An uncompetitive inhibitor interacts with the enzyme-substrate complex, but not with the enzyme alone. For uncompetitive inhibition, the double-reciprocal equation is as follows:
1/V0 = α’/Vmax + Km/Vmax • 1/[S]
where α’ = 1+[I]/K’I
This equation shows that a double-reciprocal plot of enzyme kinetic data with varying concentrations of an uncompetitive inhibitor should give a straight line with varying y-intercepts, but with the same slopes (Figure 1). In enzyme kinetic assays with an uncompetitive inhibitor, the apparent Km and Vmax will change with increasing inhibitor concentrations .
Figure 1: a) Lineweaver-Burk plot showing the uncompetitive inhibition. b) y-intercepts of each linear regression plotted against the inhibitor concentration.
When working with an uncompetitive inhibitor, no parameters can be calculated from the initial Lineweaver-Burk plots. To calculate the different parameters, the ‘’y-intercepts’’ of these plots must be plotted against the inhibitor concentration:
y-intersectuncompettive = α’/Vmax = 1/Vmax + 1/Vmax • 1/KI • [I]
This plot should, therefore, result in a straight line with the intercept 1/max and slope 1 / (Vmax • KI ). KI can, therefore, be calculated by dividing the slope of this straight line with the intercept. Vmax can also be calculated from this fit, by taking the reciprocal to the y-intercept. Because the initial Lineweaver-Burk plots had the same slopes, Km / Vmax, Km can now be calculated by multiplying these slopes with Vmax obtained from the plot of y-intercepts against inhibitor concentrations.

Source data
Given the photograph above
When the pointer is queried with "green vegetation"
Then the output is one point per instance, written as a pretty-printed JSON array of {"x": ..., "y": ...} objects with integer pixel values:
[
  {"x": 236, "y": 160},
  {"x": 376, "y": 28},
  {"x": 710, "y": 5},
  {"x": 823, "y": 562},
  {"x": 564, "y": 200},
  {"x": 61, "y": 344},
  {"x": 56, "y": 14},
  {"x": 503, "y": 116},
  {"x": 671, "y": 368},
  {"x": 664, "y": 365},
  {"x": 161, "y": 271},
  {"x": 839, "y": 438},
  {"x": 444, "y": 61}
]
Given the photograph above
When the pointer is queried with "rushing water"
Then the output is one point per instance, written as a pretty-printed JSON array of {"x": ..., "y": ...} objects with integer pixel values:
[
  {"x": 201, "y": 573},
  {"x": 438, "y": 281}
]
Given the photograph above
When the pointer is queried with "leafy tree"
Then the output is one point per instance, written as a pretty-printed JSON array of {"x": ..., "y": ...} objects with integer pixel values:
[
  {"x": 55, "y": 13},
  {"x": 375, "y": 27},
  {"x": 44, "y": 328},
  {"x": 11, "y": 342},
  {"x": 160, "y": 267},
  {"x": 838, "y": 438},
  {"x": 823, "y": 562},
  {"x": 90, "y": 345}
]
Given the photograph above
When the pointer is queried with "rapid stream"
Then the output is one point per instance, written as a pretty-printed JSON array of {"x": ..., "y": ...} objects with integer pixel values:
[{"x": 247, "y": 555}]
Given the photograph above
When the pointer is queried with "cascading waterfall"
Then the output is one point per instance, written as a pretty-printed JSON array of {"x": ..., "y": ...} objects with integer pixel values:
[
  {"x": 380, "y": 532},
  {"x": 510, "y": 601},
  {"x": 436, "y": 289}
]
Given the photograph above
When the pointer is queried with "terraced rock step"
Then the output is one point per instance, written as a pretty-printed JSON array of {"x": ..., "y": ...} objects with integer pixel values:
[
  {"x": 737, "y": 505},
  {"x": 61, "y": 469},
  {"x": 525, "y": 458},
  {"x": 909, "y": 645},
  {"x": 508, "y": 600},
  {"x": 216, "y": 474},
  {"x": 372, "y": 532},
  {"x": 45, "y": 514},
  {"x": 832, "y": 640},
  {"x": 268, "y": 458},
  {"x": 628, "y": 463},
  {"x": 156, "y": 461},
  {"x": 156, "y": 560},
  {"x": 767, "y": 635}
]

--- Problems to solve ---
[1] Name every parameter that the last paragraph of the passage on uncompetitive inhibition says can be calculated.
[2] Transcribe the passage on uncompetitive inhibition between "When working with" and "against inhibitor concentrations.", inclusive.
The rows have no connection to the passage on uncompetitive inhibition.

--- Results ---
[1] KI, Vmax, Km

[2]
When working with an uncompetitive inhibitor, no parameters can be calculated from the initial Lineweaver-Burk plots. To calculate the different parameters, the ‘’y-intercepts’’ of these plots must be plotted against the inhibitor concentration:
y-intersectuncompettive = α’/Vmax = 1/Vmax + 1/Vmax • 1/KI • [I]
This plot should, therefore, result in a straight line with the intercept 1/max and slope 1 / (Vmax • KI ). KI can, therefore, be calculated by dividing the slope of this straight line with the intercept. Vmax can also be calculated from this fit, by taking the reciprocal to the y-intercept. Because the initial Lineweaver-Burk plots had the same slopes, Km / Vmax, Km can now be calculated by multiplying these slopes with Vmax obtained from the plot of y-intercepts against inhibitor concentrations.